→ Do this
Give again, word for word, only the lines from the one containing "Question. Point out each instance of the church tower" through the final line.

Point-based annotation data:

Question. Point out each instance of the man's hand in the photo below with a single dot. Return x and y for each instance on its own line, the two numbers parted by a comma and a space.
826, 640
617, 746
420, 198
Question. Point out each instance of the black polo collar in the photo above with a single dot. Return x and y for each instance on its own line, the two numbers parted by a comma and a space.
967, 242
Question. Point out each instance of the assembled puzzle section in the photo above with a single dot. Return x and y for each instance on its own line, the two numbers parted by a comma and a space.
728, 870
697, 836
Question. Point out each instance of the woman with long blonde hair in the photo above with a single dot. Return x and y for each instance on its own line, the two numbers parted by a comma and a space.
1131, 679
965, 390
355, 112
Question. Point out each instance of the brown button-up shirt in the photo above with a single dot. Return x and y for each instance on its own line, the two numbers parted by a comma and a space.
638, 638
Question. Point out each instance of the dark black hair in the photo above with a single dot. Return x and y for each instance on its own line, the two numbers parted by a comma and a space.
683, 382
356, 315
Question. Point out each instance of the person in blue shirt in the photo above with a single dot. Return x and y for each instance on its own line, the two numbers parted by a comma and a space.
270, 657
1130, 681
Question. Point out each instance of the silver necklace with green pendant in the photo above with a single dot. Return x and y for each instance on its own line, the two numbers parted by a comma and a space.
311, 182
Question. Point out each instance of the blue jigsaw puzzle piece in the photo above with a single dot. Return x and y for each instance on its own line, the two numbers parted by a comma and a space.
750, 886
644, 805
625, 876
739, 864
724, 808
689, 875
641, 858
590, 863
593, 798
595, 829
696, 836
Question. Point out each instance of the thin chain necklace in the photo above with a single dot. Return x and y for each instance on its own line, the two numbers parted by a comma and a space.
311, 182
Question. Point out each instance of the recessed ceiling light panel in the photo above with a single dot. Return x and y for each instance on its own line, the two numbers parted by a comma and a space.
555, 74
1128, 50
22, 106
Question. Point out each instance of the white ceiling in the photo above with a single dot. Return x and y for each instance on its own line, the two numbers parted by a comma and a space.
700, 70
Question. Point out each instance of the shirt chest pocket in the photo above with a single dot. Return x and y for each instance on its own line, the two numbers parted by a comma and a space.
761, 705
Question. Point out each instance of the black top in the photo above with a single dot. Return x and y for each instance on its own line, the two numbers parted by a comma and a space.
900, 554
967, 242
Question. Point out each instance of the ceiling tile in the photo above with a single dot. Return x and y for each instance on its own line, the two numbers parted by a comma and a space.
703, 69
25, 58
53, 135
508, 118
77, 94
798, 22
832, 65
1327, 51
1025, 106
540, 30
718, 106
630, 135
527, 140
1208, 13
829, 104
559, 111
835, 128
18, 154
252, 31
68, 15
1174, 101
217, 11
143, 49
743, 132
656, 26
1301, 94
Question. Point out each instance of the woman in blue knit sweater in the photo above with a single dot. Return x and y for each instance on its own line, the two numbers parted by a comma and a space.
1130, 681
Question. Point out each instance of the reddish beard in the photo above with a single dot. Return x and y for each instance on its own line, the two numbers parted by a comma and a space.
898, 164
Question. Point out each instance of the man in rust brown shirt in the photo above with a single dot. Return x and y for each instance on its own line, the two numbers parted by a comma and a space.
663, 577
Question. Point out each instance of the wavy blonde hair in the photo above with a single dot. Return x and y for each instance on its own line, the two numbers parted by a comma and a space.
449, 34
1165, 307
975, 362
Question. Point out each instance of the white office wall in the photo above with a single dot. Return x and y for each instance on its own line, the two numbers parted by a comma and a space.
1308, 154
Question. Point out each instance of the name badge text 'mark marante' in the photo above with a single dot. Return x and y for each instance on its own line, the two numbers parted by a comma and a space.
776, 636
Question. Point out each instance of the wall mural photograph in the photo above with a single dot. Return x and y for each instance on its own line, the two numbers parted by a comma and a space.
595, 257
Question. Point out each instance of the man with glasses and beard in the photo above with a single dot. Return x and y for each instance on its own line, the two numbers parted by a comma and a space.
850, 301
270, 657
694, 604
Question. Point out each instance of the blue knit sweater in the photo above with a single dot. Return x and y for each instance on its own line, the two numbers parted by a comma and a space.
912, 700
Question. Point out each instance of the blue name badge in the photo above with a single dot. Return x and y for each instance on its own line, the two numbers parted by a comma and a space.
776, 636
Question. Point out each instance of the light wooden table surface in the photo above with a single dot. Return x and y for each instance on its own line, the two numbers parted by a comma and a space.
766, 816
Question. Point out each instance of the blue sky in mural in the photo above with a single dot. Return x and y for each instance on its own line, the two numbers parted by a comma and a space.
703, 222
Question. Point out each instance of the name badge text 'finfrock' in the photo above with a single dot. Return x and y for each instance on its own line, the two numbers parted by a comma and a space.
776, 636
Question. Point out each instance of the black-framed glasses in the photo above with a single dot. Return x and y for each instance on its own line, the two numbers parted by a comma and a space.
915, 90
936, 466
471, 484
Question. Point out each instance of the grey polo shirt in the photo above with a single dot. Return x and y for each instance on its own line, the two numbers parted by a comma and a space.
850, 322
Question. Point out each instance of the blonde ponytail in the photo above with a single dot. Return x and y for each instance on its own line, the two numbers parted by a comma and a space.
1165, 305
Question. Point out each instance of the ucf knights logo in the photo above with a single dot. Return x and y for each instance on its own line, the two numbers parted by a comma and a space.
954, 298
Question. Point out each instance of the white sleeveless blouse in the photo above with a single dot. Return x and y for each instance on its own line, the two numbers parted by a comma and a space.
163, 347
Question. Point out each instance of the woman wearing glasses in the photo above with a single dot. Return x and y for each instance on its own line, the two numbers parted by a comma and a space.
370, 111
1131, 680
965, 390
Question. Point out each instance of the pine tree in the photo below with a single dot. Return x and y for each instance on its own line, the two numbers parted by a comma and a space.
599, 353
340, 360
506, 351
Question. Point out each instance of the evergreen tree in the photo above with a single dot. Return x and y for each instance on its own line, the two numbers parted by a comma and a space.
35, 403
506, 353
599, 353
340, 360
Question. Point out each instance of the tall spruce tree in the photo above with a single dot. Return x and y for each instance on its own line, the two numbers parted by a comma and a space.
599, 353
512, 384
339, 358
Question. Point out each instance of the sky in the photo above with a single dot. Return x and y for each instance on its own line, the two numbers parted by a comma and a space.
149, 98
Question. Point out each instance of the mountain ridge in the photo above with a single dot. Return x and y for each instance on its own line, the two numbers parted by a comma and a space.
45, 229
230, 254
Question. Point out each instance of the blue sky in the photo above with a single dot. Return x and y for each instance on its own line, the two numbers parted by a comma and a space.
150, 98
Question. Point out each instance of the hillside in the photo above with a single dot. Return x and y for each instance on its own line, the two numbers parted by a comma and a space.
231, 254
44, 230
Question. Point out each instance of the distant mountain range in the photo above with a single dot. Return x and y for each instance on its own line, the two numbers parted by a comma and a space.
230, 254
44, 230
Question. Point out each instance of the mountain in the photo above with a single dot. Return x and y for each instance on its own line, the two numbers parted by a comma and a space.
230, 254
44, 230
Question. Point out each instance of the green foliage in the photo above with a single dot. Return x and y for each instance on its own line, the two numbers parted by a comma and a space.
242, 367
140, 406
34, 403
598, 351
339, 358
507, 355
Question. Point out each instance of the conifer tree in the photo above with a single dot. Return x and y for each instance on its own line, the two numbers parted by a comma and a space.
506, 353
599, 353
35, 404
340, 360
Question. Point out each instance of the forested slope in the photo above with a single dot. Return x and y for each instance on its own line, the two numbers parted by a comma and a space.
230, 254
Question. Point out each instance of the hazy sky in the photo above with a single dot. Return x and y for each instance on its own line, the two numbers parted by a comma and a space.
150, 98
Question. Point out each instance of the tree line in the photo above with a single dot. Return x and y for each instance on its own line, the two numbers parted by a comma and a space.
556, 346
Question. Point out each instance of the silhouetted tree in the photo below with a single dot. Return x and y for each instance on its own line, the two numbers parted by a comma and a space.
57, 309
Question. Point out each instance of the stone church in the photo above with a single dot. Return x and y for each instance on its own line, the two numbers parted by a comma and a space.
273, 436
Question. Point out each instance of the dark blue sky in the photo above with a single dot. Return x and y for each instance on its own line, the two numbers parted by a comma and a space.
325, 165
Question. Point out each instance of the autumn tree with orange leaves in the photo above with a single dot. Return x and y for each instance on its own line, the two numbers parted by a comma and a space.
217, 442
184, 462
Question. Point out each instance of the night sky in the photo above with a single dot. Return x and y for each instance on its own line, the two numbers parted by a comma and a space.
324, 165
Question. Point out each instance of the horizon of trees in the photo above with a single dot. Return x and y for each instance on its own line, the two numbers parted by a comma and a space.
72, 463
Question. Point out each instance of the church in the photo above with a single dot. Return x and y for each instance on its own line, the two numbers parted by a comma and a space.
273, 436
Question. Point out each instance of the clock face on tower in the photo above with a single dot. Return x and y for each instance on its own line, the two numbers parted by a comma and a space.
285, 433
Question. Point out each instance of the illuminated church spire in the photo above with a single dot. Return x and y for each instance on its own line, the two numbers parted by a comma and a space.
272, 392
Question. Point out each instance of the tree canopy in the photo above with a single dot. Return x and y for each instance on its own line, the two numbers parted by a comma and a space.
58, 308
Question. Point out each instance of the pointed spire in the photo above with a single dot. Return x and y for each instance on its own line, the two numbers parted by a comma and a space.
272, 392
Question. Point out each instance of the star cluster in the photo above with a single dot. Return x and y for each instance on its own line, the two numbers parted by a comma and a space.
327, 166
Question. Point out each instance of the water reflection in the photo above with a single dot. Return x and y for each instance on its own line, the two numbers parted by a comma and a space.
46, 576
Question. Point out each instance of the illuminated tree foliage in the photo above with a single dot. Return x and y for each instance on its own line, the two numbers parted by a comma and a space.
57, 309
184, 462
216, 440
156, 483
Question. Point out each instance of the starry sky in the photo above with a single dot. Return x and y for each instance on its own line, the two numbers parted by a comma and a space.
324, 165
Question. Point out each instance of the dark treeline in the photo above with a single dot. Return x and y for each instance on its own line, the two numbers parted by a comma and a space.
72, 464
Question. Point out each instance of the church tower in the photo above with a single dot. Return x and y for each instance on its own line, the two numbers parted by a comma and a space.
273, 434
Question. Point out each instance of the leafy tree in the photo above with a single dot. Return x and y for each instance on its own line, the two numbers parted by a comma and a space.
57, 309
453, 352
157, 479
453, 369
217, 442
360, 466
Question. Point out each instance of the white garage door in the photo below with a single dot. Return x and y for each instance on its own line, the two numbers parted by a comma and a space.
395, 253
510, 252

→ Result of this exercise
Question. Point out each instance of the church tower in the photo above with a single dot. Return x and y for each instance on its own line, the two numbers parted by a comma and a space.
273, 434
Question. Point out each instance of the leafy tree in the photo above with a single dot. Return x and y for each instance on its own line, the two numbers parted by a comma and a space.
57, 309
453, 352
157, 479
453, 369
217, 442
360, 466
Question. Point out each instance of the white garage door in the photo below with a single dot. Return x and y for each instance on its own line, the two numbers parted by a comma and a space.
395, 253
510, 252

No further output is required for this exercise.